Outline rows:

•••••

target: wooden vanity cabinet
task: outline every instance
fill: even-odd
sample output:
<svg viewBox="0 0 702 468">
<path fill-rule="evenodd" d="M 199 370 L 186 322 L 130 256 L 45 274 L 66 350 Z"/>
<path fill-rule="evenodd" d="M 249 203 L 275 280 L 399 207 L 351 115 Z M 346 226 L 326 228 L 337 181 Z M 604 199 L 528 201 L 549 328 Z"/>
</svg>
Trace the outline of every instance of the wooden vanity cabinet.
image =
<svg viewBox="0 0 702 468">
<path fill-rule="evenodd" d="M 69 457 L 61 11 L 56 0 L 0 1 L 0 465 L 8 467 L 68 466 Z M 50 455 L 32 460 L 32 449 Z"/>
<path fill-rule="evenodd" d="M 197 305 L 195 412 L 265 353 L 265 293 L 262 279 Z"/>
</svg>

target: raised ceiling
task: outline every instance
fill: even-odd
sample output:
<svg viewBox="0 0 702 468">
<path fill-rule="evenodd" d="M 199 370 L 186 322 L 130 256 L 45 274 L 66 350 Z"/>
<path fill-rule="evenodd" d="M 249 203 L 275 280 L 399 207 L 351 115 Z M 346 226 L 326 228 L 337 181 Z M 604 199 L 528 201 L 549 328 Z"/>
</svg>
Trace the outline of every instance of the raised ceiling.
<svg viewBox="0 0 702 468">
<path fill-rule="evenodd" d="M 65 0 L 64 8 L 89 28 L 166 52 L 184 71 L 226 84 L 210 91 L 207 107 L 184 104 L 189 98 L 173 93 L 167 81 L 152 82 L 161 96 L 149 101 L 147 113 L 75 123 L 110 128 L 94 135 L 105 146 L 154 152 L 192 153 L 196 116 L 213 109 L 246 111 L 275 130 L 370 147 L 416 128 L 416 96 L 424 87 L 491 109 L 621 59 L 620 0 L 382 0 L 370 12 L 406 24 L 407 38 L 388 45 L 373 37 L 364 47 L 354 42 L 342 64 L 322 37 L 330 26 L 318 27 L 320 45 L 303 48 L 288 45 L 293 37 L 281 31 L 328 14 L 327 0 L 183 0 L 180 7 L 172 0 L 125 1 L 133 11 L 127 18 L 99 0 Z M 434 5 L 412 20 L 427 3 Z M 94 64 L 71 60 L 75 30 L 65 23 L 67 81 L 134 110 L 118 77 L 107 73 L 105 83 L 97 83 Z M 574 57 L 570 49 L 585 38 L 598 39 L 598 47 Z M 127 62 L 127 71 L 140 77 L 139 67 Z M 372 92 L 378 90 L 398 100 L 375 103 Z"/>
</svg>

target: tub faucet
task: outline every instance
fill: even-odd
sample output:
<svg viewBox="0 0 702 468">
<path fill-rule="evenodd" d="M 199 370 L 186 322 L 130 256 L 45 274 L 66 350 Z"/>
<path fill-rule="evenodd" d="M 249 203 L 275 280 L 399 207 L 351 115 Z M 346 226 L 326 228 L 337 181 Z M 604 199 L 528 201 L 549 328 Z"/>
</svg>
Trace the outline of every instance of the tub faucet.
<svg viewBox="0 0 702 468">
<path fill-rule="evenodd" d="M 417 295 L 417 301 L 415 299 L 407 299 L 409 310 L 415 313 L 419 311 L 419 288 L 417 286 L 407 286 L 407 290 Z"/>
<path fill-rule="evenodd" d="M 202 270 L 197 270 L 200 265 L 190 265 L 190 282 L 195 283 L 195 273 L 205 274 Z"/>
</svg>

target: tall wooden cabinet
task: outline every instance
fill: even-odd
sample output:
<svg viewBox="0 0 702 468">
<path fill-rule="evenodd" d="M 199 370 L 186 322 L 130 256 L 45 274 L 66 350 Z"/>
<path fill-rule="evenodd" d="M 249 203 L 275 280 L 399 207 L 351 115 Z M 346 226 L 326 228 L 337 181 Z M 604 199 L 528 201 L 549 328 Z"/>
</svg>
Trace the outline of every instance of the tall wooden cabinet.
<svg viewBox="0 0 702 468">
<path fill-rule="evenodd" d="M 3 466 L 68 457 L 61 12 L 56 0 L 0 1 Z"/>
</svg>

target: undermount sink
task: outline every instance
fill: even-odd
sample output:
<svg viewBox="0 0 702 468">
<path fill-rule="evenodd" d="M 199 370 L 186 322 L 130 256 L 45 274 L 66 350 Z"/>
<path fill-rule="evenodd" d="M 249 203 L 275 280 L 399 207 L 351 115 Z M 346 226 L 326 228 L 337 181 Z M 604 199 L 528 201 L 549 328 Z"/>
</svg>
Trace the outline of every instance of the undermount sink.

•••••

*The problem*: Please print all of the rows above again, line for line and without any change.

*Reply*:
target: wooden vanity cabinet
task: outline every instance
fill: even-odd
sample output:
<svg viewBox="0 0 702 468">
<path fill-rule="evenodd" d="M 199 370 L 186 322 L 130 256 L 45 274 L 66 350 Z"/>
<path fill-rule="evenodd" d="M 249 203 L 275 280 L 399 207 L 351 115 Z M 346 226 L 326 228 L 337 181 Z M 604 199 L 528 201 L 549 328 Z"/>
</svg>
Trace the outline of every instance of the wooden vanity cabinet.
image =
<svg viewBox="0 0 702 468">
<path fill-rule="evenodd" d="M 69 457 L 61 11 L 56 0 L 0 1 L 0 465 L 8 467 L 68 466 Z M 50 455 L 32 460 L 32 449 Z"/>
<path fill-rule="evenodd" d="M 197 305 L 195 412 L 265 353 L 265 293 L 262 279 Z"/>
</svg>

target: raised ceiling
task: outline every instance
fill: even-odd
sample output:
<svg viewBox="0 0 702 468">
<path fill-rule="evenodd" d="M 199 370 L 186 322 L 130 256 L 45 274 L 66 350 Z"/>
<path fill-rule="evenodd" d="M 249 203 L 275 280 L 399 207 L 351 115 Z M 346 226 L 326 228 L 337 181 Z M 604 199 L 528 201 L 549 328 Z"/>
</svg>
Trace the outline of every instance of the raised ceiling.
<svg viewBox="0 0 702 468">
<path fill-rule="evenodd" d="M 65 0 L 64 8 L 89 28 L 166 52 L 184 71 L 226 84 L 210 91 L 207 107 L 184 104 L 189 98 L 173 93 L 167 81 L 152 82 L 161 96 L 149 101 L 147 113 L 75 123 L 110 128 L 94 135 L 105 146 L 154 152 L 192 153 L 196 116 L 213 109 L 246 111 L 275 130 L 370 147 L 416 128 L 416 96 L 424 87 L 491 109 L 621 59 L 620 0 L 382 0 L 370 12 L 406 24 L 407 38 L 388 45 L 373 37 L 364 47 L 354 42 L 342 64 L 322 37 L 330 26 L 318 27 L 320 45 L 303 48 L 288 45 L 293 37 L 281 31 L 328 14 L 327 0 L 183 0 L 180 7 L 172 0 L 125 1 L 133 11 L 127 18 L 99 0 Z M 434 5 L 412 20 L 427 3 Z M 94 64 L 71 60 L 75 30 L 65 23 L 67 81 L 134 110 L 118 77 L 107 73 L 105 83 L 97 83 Z M 574 57 L 570 49 L 585 38 L 598 39 L 598 47 Z M 127 62 L 127 71 L 140 77 L 139 67 Z M 372 92 L 378 90 L 398 100 L 375 103 Z"/>
</svg>

target: tub faucet
task: outline every instance
fill: even-odd
sample output:
<svg viewBox="0 0 702 468">
<path fill-rule="evenodd" d="M 199 370 L 186 322 L 130 256 L 45 274 L 66 350 Z"/>
<path fill-rule="evenodd" d="M 249 203 L 275 280 L 399 207 L 351 115 Z M 346 226 L 326 228 L 337 181 Z M 604 199 L 528 201 L 549 328 Z"/>
</svg>
Trace the outline of every instance of the tub faucet.
<svg viewBox="0 0 702 468">
<path fill-rule="evenodd" d="M 417 295 L 417 301 L 415 299 L 407 299 L 409 310 L 415 313 L 419 311 L 419 288 L 417 286 L 407 286 L 407 290 Z"/>
<path fill-rule="evenodd" d="M 202 270 L 197 270 L 200 265 L 190 265 L 190 282 L 195 283 L 195 273 L 205 274 Z"/>
</svg>

target: tall wooden cabinet
task: outline every instance
fill: even-odd
sample output:
<svg viewBox="0 0 702 468">
<path fill-rule="evenodd" d="M 199 370 L 186 322 L 130 256 L 45 274 L 66 350 Z"/>
<path fill-rule="evenodd" d="M 249 203 L 275 280 L 399 207 L 351 115 Z M 346 226 L 326 228 L 337 181 Z M 604 199 L 528 201 L 549 328 Z"/>
</svg>
Trace the outline of every instance of the tall wooden cabinet.
<svg viewBox="0 0 702 468">
<path fill-rule="evenodd" d="M 3 466 L 68 457 L 61 12 L 56 0 L 0 1 Z"/>
</svg>

target: undermount sink
task: outline every instance
fill: even-odd
sample output:
<svg viewBox="0 0 702 468">
<path fill-rule="evenodd" d="M 199 370 L 186 322 L 130 256 L 45 274 L 66 350 Z"/>
<path fill-rule="evenodd" d="M 249 203 L 275 280 L 399 207 L 351 115 Z M 346 226 L 326 228 L 337 181 Z M 604 199 L 528 201 L 549 328 Z"/>
</svg>
Trace the outline of every instance of the undermount sink.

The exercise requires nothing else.